= REQUIREMENT =
Rewrite all of the lines below, changing every "one dot per instance" to "one point for each instance" and keeping everything else the same.

= EXERCISE INPUTS =
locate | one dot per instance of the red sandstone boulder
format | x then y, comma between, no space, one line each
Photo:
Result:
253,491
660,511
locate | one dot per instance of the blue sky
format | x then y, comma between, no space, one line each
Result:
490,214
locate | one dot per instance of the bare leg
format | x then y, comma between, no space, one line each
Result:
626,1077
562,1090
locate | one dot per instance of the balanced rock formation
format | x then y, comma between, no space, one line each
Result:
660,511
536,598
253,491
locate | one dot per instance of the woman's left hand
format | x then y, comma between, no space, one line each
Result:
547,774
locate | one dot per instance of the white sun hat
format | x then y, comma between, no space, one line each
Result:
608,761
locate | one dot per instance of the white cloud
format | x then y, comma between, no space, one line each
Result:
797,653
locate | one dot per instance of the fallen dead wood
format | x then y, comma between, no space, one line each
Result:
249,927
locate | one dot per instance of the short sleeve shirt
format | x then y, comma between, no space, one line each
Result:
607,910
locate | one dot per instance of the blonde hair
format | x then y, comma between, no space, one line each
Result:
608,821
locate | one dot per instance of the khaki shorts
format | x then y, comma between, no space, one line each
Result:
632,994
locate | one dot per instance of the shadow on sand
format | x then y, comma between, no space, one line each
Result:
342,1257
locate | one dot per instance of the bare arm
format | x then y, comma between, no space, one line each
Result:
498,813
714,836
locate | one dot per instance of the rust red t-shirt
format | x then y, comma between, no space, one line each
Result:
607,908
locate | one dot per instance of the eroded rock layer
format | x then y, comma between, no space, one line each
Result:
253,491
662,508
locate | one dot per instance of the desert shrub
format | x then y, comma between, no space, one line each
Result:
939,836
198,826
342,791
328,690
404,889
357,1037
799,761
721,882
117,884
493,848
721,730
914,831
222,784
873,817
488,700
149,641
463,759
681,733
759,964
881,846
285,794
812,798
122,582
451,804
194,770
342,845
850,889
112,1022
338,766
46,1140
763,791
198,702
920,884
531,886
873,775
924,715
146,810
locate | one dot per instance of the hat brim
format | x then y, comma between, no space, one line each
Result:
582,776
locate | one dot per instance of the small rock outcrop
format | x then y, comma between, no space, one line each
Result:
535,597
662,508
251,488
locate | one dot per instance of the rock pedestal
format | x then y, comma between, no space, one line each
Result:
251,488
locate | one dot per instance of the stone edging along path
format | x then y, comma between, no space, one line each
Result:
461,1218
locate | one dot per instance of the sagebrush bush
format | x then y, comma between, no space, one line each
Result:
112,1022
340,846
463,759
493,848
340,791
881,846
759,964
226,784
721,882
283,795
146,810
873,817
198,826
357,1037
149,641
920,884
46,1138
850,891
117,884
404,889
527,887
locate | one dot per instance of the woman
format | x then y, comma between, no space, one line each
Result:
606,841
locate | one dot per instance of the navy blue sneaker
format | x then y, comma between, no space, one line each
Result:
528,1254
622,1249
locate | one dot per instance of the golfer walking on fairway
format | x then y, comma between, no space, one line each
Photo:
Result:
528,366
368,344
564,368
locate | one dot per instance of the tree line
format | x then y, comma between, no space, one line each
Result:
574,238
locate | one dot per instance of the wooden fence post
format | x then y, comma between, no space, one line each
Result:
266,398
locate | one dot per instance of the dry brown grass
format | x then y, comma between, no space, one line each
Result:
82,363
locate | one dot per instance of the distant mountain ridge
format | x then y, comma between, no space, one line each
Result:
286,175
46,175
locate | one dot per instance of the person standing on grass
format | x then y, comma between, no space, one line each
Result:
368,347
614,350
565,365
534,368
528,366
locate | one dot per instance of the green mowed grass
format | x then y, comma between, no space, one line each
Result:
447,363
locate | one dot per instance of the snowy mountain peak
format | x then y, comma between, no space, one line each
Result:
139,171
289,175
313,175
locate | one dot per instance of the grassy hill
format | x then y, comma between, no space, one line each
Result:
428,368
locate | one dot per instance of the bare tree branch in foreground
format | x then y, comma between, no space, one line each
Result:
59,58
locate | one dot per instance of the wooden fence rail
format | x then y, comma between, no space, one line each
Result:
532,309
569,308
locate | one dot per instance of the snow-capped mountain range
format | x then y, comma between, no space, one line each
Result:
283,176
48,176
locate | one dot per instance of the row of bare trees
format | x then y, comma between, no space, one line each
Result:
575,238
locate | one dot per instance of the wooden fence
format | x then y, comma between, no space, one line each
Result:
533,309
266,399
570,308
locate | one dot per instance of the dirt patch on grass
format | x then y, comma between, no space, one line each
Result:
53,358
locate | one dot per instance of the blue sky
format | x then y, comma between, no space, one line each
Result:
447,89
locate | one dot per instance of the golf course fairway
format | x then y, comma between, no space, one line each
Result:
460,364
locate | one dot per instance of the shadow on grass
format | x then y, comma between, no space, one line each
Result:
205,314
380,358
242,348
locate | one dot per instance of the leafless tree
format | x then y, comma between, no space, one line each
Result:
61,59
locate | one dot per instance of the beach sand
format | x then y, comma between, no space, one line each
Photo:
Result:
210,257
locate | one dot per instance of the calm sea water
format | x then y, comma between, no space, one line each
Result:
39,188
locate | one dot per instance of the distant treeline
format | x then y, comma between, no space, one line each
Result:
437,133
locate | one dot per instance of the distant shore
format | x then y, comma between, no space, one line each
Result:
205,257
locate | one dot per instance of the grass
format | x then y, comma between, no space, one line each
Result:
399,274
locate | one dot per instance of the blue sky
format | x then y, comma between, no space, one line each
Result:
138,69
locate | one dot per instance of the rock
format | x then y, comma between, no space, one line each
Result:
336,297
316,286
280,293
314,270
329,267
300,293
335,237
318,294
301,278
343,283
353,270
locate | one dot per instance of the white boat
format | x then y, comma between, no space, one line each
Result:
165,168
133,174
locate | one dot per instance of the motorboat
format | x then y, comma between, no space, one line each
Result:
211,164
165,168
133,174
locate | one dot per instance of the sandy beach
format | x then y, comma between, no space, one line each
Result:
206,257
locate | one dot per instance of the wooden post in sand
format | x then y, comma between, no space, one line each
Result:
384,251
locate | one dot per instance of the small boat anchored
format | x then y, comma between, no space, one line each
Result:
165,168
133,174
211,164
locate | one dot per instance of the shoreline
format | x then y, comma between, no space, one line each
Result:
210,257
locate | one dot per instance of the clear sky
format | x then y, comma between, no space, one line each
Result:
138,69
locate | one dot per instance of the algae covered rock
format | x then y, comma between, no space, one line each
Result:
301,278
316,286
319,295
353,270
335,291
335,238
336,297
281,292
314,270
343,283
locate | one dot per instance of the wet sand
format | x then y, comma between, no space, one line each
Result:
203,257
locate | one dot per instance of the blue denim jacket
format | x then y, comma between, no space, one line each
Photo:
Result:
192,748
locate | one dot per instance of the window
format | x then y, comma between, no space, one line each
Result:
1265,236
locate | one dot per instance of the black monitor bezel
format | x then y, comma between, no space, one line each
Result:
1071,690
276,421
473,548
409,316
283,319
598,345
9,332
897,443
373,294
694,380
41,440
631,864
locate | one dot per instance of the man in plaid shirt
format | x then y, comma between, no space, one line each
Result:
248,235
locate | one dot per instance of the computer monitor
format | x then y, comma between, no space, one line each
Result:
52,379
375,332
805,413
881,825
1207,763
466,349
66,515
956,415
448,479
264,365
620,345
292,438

= WRITTEN REPLY =
locate | one point for each instance of the red sandstone boulder
format | x then y, comma between, no space, one line each
Photo:
Result:
253,491
660,511
locate | one point for each instance of the blue sky
format | x then y, comma between, no space, one line each
Result:
490,214
locate | one point for each instance of the bare leg
format | x then y, comma between, no space, one line each
Result:
626,1077
562,1090
locate | one point for each instance of the balanced rock formation
format | x then y, comma between, no space, one line each
Result:
660,511
536,598
253,491
locate | one point for each instance of the woman's left hand
format | x then y, comma between, no space, one line each
Result:
547,774
locate | one point for each instance of the white sun hat
format | x then y, comma between, no space, one line each
Result:
608,761
locate | one point for each instance of the white cloud
format | x then y, comma between, no space, one line each
Result:
797,653
locate | one point for each instance of the fallen dead wood
format | x then y, comma between, no space, one line each
Result:
249,927
locate | one point for each instance of the short sleeve shirt
format | x then y, comma between, no space, one line each
Result:
607,910
locate | one point for each instance of the blonde hair
format | x then y, comma between, no space, one line each
Result:
608,821
locate | one point for each instance of the khaki shorts
format | x then y, comma between, no space, one line each
Result:
632,994
locate | one point for each instance of the shadow on sand
format | x then y, comma between, no space, one line each
Result:
342,1257
locate | one point for each instance of the bare arm
format | x then y, comma between, no space, one line each
Result:
498,813
714,836
locate | one point for each instance of the rust red t-shirt
format | x then y, comma between, no space, one line each
Result:
607,908
locate | one point for each instance of the eroded rock layer
format | x then y, comma between, no space, one line each
Result:
253,491
662,508
locate | one point for each instance of the desert shrub
format | x then y, comma between, no space, one line each
Result:
939,836
198,826
342,791
328,690
404,889
357,1037
799,761
721,882
117,884
493,848
721,730
914,831
222,784
873,817
488,700
149,641
463,759
681,733
759,964
881,846
285,794
812,798
122,582
451,804
194,770
342,845
850,889
112,1022
338,766
46,1140
763,791
198,702
920,884
531,886
873,775
924,715
146,810
locate | one point for each instance of the hat brim
format | x then y, comma between, no space, one line each
Result:
582,776
locate | one point for each instance of the small rock outcrop
format | x then y, comma between, no space, one line each
Result:
535,597
662,508
251,488
locate | one point for each instance of the rock pedestal
format | x then y, comma between, no space, one line each
Result:
251,488
locate | one point for each instance of the stone edging along path
format | x then y, comma between, no space, one line each
Result:
461,1218
locate | one point for each instance of the sagebrush bush
format | x then y, comma between, no space, one line each
Result:
112,1022
340,846
463,759
493,848
340,791
881,846
759,964
226,784
721,882
283,795
146,810
873,817
198,826
357,1037
149,641
920,884
46,1138
850,891
117,884
404,889
527,887
locate | one point for each instance of the woman
format | x then y, comma between, no space, one line each
Result:
606,841
locate | one point for each instance of the navy blue sneaker
format | x then y, comma between, no space, one line each
Result:
528,1254
622,1249
locate | one point for each instance of the golfer walking on fairway
format | x then y, comma between, no space, one line each
Photo:
Result:
528,366
368,344
564,368
locate | one point for each instance of the tree line
format | x then y, comma between, no space, one line each
Result:
574,238
locate | one point for each instance of the wooden fence post
format | x then y, comma between, no space, one line each
Result:
266,398
locate | one point for each instance of the dry brown grass
format | x then y, comma between, no space, one line each
Result:
82,363
locate | one point for each instance of the distant mountain ridge
format | x then y, comma between, no space, one line each
Result:
286,175
46,175
locate | one point for each instance of the person standing on grass
format | x then y, comma between, no space, one line each
Result:
368,347
614,350
565,365
534,368
528,366
locate | one point for each instance of the green mowed grass
format | x then y, comma between, no space, one line each
Result:
447,363
locate | one point for each instance of the snowy mountain peak
format | x then y, comma between, no space, one line each
Result:
139,171
289,175
313,175
locate | one point for each instance of the grassy hill
format | x then y, comma between, no space, one line each
Result:
428,368
locate | one point for each instance of the bare tree branch in foreground
format | x then y, comma between, no space, one line each
Result:
59,58
locate | one point for each instance of the wooden fence rail
format | x then y, comma between, no space, one line each
Result:
532,309
569,308
locate | one point for each instance of the snow-capped mountain range
format | x then y, comma between, no space, one line each
Result:
283,176
48,176
locate | one point for each instance of the row of bare trees
format | x then y, comma between, no space, one line each
Result:
575,238
locate | one point for each instance of the wooden fence
format | x then y, comma between, no space, one line each
Result:
533,309
266,399
570,308
locate | one point for each instance of the dirt patch on grass
format | x then y, comma between, no space, one line each
Result:
53,358
locate | one point for each instance of the blue sky
format | x then y, comma between, no space, one line each
Result:
447,89
locate | one point for each instance of the golf course fairway
format | x then y, comma between, no space, one line each
Result:
460,364
locate | one point for each instance of the shadow on grass
format | x then y, comma between, no space, one line each
Result:
205,314
380,358
242,348
locate | one point for each instance of the leafless tree
format | x then y, comma between, no space, one line each
Result:
61,59
locate | one point for each instance of the beach sand
format | x then y, comma between, no space, one line each
Photo:
Result:
210,257
locate | one point for each instance of the calm sea water
format | x then y, comma between, no space, one line each
Result:
39,188
locate | one point for each instance of the distant treeline
format | x then y, comma between, no space, one line each
Result:
437,133
locate | one point for each instance of the distant shore
format | x then y, comma between, no space, one line each
Result:
205,257
locate | one point for each instance of the grass
format | x then y, comma between, no space, one line each
Result:
399,274
locate | one point for each instance of the blue sky
format | x then y, comma between, no space, one line each
Result:
138,69
locate | one point for each instance of the rock
format | x then y, comma between, no space, one line each
Result:
336,297
316,286
280,293
314,270
329,267
300,293
335,237
318,294
301,278
343,283
353,270
locate | one point for each instance of the white boat
format | x then y, comma between, no space, one line each
Result:
165,168
133,174
locate | one point for each instance of the motorboat
format | x then y, comma between, no space, one line each
Result:
211,164
165,168
133,174
locate | one point for each instance of the sandy beach
format | x then y, comma between, no space, one line each
Result:
206,257
locate | one point for each instance of the wooden post in sand
format | x then y, comma between, no space, one line each
Result:
384,251
locate | one point for each instance of the small boat anchored
format | x then y, comma between, no space, one line each
Result:
165,168
133,174
211,164
locate | one point for each instance of the shoreline
format | x then y, comma between, no space, one line each
Result:
210,257
locate | one point for each instance of the clear sky
format | x then y, comma between, no space, one line each
Result:
138,69
locate | one point for each instance of the algae covered rock
format | x then y, comma between, no space, one line each
Result:
301,278
316,286
319,295
353,270
335,291
335,238
336,297
281,292
314,270
343,283
locate | one point for each instance of the wet sand
format | x then y, comma between, no space, one line each
Result:
203,257
locate | one point for each instance of the blue denim jacket
format | x then y, comma between, no space, one line each
Photo:
Result:
192,748
locate | one point for each instance of the window
format | x then y, comma between, no space, one line each
Result:
1265,236
locate | one point for each instance of the black monitor bezel
format | x then y, comma between, no space, one line each
Result:
1071,690
276,421
473,548
409,316
283,319
598,345
9,332
897,443
373,294
694,380
41,440
631,864
locate | one point for each instance of the man in plaid shirt
format | x then y, comma between, no space, one line each
Result:
248,235
locate | one point for each instance of the computer monitor
format | x then y, comma between, no space, one line each
Result:
52,379
375,332
805,413
881,825
1207,763
466,349
66,515
956,415
448,479
264,365
620,345
292,438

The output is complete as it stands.